When the Alaska Board of Fisheries meets in Anchorage this October, it can act to place the protection of wild stocks of salmon above expansion of hatchery production of pink salmon in the Gulf of Alaska.
The issue before the BOF is whether the expansion of hatchery production of pink salmon by the private, nonprofit hatcheries in Prince William Sound is in the best interest of the wild stocks of salmon or if the sheer magnitude of the hatchery releases and the documented straying poses a clear and present threat to other stocks and species. While these issues rarely come before the BOF, it has the authority to amend by regulation the number and source of salmon eggs taken for hatchery production.
State of Alaska law (Policy for management of sustainable salmon fisheries – 5 AAC 39.222) mandates that hatcheries shall operate without adversely affecting natural stocks of fish. The policy states that the effects and interactions of introduced or enhanced salmon stocks on wild salmon stocks should be assessed, and that wild salmon stocks and fisheries on those stocks should be protected from adverse impacts from artificial propagation and enhancement efforts.

## DATA FOR REVIEW
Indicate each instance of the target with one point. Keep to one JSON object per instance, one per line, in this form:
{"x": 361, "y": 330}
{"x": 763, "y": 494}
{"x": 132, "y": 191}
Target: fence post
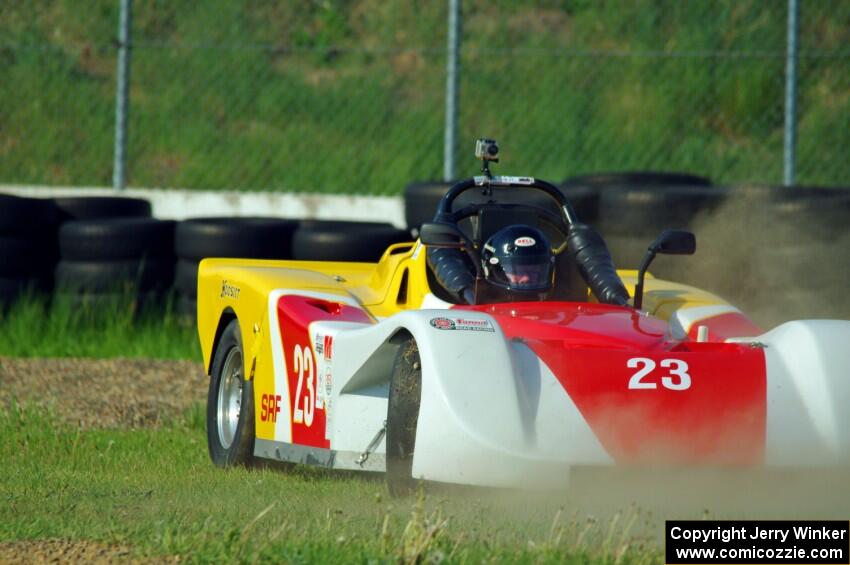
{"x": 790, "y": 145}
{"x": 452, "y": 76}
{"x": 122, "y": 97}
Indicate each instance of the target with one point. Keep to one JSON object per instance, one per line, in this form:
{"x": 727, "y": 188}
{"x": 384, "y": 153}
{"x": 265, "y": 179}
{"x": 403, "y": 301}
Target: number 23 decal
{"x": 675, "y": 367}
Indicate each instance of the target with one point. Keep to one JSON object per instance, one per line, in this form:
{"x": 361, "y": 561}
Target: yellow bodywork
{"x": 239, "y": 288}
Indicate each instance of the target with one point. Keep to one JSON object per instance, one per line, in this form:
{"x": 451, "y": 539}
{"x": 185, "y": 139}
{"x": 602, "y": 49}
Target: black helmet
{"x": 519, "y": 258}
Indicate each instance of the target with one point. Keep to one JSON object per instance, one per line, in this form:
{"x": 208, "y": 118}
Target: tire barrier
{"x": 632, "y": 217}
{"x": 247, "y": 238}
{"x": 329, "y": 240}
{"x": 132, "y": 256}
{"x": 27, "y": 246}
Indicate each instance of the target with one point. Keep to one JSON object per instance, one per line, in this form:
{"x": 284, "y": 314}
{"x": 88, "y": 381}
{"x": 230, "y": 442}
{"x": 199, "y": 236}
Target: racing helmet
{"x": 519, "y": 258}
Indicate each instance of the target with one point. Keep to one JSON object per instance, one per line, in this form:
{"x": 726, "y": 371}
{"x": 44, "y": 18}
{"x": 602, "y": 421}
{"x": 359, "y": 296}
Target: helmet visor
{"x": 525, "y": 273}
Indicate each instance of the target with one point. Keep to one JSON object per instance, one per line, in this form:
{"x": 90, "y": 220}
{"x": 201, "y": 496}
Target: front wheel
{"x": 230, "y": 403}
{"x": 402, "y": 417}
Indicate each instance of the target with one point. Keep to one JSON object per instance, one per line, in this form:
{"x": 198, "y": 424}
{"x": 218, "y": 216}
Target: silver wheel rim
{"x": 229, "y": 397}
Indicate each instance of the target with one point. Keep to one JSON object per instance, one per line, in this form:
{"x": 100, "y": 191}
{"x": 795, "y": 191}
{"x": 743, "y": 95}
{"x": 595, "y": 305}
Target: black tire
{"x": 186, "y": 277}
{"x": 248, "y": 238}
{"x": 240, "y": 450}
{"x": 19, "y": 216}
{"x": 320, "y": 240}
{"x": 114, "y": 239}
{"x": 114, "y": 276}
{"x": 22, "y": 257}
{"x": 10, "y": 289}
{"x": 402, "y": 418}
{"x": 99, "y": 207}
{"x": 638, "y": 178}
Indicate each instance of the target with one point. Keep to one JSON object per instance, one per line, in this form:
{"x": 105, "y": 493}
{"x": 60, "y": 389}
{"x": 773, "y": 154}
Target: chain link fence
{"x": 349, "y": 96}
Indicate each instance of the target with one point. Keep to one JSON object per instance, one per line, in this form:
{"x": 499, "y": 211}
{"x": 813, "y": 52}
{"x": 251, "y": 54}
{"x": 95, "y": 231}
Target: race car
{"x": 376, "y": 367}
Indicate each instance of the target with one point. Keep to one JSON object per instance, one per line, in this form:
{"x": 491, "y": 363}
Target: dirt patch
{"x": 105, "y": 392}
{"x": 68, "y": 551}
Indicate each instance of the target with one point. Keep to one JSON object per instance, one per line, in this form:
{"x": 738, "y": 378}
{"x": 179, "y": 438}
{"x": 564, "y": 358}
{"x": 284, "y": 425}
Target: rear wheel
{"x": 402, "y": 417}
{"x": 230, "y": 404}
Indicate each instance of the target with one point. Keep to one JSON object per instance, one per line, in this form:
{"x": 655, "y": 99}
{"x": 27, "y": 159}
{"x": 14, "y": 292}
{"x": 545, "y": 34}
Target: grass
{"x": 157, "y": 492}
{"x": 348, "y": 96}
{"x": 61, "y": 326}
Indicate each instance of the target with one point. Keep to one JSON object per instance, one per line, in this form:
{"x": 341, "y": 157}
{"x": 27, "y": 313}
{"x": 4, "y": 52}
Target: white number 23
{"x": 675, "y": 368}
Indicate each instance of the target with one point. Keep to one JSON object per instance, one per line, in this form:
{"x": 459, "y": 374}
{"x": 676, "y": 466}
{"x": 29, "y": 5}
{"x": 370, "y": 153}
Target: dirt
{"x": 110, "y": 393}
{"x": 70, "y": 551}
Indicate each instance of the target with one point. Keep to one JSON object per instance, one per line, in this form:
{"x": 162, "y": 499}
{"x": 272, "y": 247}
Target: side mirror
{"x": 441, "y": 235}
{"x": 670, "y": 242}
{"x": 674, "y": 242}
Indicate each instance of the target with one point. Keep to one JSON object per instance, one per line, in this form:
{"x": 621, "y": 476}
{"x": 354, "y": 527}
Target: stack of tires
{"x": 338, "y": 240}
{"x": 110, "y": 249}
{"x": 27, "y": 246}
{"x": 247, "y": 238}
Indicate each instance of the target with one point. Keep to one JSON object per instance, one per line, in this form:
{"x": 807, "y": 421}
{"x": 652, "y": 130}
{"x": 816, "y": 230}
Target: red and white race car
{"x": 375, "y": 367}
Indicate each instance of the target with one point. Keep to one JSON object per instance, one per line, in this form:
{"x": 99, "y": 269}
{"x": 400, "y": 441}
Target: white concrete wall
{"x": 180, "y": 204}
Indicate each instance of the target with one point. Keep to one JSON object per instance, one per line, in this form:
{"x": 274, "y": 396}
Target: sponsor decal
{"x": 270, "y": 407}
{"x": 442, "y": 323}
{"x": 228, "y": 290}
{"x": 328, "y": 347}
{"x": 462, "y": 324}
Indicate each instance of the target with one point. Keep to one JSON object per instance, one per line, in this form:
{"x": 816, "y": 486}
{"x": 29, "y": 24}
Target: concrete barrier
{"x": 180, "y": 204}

## TASK 1
In the salmon hatchery text, in which city will the Alaska Board of Fisheries meet this October?
## TASK 2
List each requirement that the salmon hatchery text attributes to the state policy 5 AAC 39.222.
## TASK 3
Carry on the salmon hatchery text from its final sentence.
The listing has nothing to do with this.

## EXPECTED OUTPUT 1
Anchorage.

## EXPECTED OUTPUT 2
- Hatcheries shall operate without adversely affecting natural stocks of fish.
- The effects and interactions of introduced or enhanced salmon stocks on wild salmon stocks should be assessed.
- Wild salmon stocks and fisheries on those stocks should be protected from adverse impacts from artificial propagation and enhancement efforts.

## EXPECTED OUTPUT 3
The request before the BOF at its upcoming work session is to halt the currently permitted expansion of hatchery production of pink salmon. Nearly 800 million eggs are currently taken for incubation. The expansion at issue calls for an additional 20 million eggs. Halting this incremental expansion will have little effect on overall hatchery production of pink salmon or the economic value to the commercial fishery, but by halting the expansion, the BOF will be taking an important step forward, placing all parties on notice that the issue at play here is very important and needs to be addressed.
Pink salmon that showed up in streams across Lower Cook Inlet in 2017 weren’t all local stocks — in some streams, up to 70 percent were releases from PWS hatcheries. These PWS hatchery pink salmon were present in every Lower Cook Inlet stream sampled. Overall, PWS hatchery pinks composed 15 percent of the pink salmon escapement in LCI in 2017.
In addition to the straying issues, recent scientific publications (building on past published reports and internal Alaska Department of Fish and Game reviews) have provided cause for great concern over the biological impacts associated with continued release of very large numbers of hatchery salmon. Credible scientific speculation ties this year’s failure of runs of sockeye and chinook in places like the Copper River, Chignik and the Kenai to competition issues with the massive numbers of hatchery pink salmon in the marine environment.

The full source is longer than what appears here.